Copy the items character for character, starting at their first line and ending with the line that contains "point(399, 196)".

***

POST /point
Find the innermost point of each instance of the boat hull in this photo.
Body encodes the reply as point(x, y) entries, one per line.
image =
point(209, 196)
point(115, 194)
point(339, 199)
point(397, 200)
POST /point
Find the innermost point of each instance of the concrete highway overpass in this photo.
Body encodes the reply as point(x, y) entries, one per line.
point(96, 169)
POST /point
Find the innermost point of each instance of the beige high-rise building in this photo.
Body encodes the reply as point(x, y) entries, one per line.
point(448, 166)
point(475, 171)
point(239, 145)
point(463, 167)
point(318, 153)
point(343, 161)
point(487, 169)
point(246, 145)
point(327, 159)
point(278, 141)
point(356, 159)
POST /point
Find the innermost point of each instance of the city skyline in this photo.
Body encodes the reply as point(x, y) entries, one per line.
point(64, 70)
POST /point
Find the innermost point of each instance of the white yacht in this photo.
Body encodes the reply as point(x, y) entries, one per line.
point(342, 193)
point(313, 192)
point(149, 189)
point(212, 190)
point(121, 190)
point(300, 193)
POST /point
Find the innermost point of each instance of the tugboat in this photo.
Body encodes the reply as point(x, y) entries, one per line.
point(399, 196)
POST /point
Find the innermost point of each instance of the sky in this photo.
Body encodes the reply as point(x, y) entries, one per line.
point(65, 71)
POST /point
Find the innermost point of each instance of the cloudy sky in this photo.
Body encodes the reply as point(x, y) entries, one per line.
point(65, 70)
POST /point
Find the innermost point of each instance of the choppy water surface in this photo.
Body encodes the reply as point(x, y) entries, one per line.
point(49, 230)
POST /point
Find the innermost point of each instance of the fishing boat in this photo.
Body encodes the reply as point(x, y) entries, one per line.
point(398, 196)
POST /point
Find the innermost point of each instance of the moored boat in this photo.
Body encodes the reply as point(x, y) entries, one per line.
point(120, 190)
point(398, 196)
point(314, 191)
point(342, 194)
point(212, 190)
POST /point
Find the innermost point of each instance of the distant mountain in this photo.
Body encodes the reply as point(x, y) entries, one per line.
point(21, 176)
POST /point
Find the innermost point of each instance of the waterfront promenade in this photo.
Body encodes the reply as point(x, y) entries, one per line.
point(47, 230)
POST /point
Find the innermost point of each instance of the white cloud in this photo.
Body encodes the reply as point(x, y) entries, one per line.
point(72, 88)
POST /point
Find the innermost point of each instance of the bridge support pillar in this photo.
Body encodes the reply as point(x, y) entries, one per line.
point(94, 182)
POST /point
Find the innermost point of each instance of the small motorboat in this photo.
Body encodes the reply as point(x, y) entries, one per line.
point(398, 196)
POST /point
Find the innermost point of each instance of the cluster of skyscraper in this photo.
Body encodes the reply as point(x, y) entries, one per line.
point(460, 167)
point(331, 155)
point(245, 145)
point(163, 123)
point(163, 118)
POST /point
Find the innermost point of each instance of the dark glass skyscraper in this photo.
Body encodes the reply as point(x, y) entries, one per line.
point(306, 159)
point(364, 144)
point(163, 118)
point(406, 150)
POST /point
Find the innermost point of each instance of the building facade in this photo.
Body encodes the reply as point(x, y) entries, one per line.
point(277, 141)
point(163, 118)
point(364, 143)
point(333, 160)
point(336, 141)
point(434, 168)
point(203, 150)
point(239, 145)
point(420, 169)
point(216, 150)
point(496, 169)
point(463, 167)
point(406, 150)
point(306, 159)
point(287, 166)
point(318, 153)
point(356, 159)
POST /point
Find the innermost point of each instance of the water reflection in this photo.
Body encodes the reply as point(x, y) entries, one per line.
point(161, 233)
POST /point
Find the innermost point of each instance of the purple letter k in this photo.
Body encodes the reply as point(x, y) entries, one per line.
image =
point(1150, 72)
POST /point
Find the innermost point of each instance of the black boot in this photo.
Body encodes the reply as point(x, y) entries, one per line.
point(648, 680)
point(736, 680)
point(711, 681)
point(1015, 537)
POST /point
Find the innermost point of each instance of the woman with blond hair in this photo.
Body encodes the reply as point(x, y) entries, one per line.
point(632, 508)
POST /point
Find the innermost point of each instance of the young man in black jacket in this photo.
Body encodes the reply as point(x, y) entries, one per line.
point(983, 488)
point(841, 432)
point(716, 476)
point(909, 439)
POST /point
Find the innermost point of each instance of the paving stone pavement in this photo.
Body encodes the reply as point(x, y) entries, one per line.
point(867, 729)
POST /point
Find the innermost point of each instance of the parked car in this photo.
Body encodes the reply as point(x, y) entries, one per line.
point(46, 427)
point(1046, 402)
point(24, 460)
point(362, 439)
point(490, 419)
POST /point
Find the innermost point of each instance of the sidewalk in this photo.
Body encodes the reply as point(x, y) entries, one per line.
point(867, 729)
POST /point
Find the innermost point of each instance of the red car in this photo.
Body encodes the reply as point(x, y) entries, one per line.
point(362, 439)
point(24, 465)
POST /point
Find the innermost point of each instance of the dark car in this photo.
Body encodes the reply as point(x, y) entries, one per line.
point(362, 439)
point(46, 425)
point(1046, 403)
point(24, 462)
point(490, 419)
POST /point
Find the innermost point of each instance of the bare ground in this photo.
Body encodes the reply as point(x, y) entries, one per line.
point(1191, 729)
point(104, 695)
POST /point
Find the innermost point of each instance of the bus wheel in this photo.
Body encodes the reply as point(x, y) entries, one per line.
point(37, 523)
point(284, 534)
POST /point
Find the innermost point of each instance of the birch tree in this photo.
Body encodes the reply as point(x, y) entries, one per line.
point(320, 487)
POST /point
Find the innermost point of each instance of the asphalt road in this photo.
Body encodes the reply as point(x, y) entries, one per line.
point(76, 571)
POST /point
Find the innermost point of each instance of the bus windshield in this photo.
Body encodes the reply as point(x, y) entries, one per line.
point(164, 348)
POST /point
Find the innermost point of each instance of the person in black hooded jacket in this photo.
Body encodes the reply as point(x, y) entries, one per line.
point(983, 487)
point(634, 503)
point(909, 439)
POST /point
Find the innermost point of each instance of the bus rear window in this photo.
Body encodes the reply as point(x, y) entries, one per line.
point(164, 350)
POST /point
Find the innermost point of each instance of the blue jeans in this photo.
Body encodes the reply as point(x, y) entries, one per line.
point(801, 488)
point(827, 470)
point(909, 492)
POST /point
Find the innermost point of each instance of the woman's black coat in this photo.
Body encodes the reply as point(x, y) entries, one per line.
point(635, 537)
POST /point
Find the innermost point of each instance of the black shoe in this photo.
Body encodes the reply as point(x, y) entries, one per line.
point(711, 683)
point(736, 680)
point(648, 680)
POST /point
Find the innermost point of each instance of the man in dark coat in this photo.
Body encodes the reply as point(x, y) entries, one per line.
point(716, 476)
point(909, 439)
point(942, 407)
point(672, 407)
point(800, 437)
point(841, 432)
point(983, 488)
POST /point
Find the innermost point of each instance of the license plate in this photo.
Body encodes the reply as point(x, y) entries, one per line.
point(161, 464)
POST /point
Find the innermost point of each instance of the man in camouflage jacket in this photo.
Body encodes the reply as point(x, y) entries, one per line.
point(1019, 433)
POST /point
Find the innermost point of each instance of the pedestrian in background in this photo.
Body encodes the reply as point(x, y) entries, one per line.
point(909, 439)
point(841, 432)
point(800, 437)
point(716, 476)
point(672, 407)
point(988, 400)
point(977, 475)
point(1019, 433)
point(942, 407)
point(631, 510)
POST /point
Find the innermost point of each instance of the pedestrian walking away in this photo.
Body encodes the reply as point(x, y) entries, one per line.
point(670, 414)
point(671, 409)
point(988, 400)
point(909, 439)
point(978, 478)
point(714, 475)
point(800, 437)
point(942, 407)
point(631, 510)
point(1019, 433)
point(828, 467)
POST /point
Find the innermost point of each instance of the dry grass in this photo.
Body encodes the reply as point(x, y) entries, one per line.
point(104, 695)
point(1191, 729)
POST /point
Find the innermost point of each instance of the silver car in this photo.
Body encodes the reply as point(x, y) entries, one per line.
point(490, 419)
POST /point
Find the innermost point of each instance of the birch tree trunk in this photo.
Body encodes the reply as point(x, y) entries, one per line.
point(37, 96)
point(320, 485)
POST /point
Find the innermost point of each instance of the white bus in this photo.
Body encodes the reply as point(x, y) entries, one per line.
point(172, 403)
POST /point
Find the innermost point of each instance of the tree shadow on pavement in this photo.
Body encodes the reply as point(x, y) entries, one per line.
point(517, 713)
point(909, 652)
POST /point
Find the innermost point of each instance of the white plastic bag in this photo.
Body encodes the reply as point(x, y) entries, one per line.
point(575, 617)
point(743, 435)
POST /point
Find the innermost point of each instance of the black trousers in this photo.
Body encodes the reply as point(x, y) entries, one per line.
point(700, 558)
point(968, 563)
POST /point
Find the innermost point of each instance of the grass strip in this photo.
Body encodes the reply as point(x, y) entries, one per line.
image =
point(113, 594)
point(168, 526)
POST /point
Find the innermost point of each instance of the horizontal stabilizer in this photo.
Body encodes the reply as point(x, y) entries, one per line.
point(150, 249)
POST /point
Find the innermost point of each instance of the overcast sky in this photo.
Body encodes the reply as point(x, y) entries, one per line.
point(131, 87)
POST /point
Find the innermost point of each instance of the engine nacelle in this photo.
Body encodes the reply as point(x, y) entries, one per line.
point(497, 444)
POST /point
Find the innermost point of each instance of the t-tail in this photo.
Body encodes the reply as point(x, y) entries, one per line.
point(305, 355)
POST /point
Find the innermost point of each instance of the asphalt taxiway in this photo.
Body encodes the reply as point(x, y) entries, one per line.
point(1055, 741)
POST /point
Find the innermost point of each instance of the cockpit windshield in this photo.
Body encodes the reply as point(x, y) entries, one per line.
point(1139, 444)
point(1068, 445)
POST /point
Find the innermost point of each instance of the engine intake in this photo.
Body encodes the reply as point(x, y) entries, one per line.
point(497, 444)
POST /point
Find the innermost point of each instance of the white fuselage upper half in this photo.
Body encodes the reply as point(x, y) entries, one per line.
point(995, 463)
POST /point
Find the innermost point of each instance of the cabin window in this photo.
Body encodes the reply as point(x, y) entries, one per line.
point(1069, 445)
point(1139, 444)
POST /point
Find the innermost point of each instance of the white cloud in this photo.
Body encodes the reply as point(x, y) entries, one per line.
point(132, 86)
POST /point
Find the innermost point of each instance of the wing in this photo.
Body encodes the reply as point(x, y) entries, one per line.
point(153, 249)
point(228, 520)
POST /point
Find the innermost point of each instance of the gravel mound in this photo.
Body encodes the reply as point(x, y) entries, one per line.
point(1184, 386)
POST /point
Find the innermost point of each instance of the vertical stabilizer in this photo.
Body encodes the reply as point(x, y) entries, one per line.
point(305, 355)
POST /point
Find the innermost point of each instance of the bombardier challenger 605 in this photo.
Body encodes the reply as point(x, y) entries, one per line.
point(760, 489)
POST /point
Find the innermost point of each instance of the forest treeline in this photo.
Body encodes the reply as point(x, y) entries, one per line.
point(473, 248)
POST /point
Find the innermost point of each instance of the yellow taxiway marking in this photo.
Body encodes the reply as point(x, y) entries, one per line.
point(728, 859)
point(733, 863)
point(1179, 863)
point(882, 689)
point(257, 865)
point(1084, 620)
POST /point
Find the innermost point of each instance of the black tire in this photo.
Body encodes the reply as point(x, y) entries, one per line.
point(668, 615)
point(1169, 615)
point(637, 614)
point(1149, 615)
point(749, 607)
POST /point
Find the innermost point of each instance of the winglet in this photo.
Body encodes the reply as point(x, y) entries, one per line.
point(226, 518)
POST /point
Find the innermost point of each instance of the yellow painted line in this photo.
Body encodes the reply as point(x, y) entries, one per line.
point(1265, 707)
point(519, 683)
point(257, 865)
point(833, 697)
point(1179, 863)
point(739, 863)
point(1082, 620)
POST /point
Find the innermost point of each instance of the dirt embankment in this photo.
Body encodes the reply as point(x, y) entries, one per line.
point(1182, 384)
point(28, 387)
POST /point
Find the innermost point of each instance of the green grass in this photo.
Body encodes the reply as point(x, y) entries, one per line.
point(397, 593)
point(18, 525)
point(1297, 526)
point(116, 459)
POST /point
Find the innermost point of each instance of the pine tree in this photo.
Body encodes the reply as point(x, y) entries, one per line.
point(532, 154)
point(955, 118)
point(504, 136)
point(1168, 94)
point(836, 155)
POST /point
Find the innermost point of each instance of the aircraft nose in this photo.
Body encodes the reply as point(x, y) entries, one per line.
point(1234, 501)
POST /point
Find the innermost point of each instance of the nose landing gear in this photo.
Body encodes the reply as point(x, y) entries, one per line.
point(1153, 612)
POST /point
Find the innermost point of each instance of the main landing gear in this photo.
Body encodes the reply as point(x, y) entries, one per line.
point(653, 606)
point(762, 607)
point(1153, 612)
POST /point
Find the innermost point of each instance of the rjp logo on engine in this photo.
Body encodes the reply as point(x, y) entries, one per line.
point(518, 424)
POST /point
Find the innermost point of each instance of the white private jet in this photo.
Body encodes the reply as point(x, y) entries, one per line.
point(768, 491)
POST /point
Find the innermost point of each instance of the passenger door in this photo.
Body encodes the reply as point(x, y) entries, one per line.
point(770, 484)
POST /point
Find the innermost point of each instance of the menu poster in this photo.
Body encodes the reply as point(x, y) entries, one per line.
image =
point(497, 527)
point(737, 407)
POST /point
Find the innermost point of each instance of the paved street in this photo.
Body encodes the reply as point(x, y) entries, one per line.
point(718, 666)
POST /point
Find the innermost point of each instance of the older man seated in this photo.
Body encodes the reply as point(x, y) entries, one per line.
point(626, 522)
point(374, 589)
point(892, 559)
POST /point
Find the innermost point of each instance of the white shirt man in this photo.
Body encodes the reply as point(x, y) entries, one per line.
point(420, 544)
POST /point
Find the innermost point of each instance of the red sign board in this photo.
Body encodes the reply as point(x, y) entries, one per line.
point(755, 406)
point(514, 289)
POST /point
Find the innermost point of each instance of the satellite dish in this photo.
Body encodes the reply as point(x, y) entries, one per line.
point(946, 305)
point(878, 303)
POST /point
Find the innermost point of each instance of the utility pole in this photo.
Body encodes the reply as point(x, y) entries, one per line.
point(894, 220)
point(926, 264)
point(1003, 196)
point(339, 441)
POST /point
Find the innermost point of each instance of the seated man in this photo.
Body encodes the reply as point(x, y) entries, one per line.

***

**Response below:**
POST /point
Find the innermost point of each instance of the boat hull in this photo.
Body encodes the reply as point(x, y) entries, one per line.
image =
point(209, 196)
point(115, 194)
point(339, 199)
point(397, 200)
POST /point
Find the innermost point of each instance of the concrete highway overpass in this photo.
Body encodes the reply as point(x, y) entries, one per line.
point(96, 169)
POST /point
Find the innermost point of each instance of the beige high-rise building in this photo.
Body encodes the reply as point(x, y) entries, one per line.
point(448, 166)
point(475, 171)
point(239, 145)
point(463, 167)
point(318, 153)
point(343, 161)
point(487, 169)
point(246, 145)
point(327, 159)
point(278, 141)
point(356, 159)
POST /point
Find the innermost point of each instance of the city skyline in this photo.
Body encodes the reply as point(x, y) entries, one per line.
point(64, 70)
POST /point
Find the innermost point of each instance of the white yacht in this photo.
Body encodes the reply as point(x, y) entries, one per line.
point(342, 193)
point(313, 192)
point(149, 189)
point(212, 190)
point(121, 190)
point(300, 193)
POST /point
Find the innermost point of each instance of the tugboat in this photo.
Body encodes the reply as point(x, y) entries, one per line.
point(399, 196)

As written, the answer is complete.